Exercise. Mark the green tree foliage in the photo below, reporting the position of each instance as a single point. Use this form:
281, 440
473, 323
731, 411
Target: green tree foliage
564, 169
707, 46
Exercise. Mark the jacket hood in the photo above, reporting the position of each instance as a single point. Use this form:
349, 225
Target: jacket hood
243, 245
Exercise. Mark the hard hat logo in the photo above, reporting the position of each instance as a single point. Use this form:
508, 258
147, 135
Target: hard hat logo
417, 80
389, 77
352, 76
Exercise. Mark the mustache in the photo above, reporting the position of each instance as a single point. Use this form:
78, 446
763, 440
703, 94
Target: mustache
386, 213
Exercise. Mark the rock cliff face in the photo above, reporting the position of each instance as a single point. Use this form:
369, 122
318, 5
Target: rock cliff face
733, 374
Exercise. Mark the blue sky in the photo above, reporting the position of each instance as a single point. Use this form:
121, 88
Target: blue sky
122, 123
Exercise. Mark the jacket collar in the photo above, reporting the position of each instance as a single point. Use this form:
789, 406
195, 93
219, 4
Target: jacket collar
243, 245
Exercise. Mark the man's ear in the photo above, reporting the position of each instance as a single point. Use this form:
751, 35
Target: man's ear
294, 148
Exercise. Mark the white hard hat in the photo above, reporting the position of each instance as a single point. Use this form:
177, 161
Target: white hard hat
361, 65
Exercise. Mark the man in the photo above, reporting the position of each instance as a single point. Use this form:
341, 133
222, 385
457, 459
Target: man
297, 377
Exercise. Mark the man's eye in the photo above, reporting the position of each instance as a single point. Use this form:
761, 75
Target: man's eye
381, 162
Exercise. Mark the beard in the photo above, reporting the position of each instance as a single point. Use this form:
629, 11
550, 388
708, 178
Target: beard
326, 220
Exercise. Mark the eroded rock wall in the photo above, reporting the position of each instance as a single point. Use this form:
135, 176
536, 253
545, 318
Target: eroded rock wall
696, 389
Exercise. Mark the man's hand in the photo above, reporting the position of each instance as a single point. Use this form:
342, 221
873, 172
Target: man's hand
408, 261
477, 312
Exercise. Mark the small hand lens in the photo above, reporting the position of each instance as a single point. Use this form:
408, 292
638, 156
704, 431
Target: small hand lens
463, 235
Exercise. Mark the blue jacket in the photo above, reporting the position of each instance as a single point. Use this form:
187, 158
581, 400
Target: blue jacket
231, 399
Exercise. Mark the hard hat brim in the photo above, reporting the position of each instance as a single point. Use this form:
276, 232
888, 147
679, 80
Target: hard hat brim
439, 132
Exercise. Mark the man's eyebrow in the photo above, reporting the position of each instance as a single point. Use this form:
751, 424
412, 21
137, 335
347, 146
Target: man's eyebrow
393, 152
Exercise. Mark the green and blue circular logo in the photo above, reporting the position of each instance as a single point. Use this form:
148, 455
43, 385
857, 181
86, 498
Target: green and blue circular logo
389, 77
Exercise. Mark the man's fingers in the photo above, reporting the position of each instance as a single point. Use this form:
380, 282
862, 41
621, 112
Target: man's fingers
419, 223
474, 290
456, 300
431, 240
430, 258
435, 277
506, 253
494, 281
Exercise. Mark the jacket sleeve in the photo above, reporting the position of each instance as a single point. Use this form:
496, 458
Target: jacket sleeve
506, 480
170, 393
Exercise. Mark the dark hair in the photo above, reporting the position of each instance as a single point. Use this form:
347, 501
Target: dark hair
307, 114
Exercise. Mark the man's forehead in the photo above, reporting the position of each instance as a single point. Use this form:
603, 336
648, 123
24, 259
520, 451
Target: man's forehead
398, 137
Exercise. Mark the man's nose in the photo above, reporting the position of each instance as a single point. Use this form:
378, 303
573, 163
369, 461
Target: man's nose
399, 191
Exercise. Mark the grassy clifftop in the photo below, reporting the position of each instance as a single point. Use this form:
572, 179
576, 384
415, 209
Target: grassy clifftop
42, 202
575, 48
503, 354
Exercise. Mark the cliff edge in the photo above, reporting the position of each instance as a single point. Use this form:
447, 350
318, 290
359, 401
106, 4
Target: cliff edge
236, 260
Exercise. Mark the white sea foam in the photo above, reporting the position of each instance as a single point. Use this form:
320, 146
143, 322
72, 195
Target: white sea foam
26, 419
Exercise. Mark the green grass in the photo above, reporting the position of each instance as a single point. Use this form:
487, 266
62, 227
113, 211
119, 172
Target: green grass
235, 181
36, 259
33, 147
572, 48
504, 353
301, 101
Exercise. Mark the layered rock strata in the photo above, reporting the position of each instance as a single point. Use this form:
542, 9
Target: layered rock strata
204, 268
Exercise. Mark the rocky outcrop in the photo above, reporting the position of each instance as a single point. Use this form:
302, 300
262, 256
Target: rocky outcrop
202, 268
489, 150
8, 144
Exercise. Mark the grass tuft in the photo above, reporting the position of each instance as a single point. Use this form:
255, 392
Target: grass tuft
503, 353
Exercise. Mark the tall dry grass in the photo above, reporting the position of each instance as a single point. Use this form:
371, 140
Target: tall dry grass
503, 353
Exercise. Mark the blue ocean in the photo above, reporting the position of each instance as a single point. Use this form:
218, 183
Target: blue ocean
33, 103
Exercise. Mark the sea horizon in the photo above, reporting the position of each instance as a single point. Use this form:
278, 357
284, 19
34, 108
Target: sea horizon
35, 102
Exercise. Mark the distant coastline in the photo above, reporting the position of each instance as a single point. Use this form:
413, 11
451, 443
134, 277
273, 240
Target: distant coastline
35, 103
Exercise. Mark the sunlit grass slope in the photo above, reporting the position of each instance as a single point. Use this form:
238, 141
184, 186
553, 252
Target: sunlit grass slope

------------------------------------

- [To do]
Scan the material line by line and report each one that contains "slope".

- [Output for this task]
Exercise. Mark the sunlit grass slope in the photo above, reporting the position of each instance as a single point. Use this form:
Target: sunlit grass slope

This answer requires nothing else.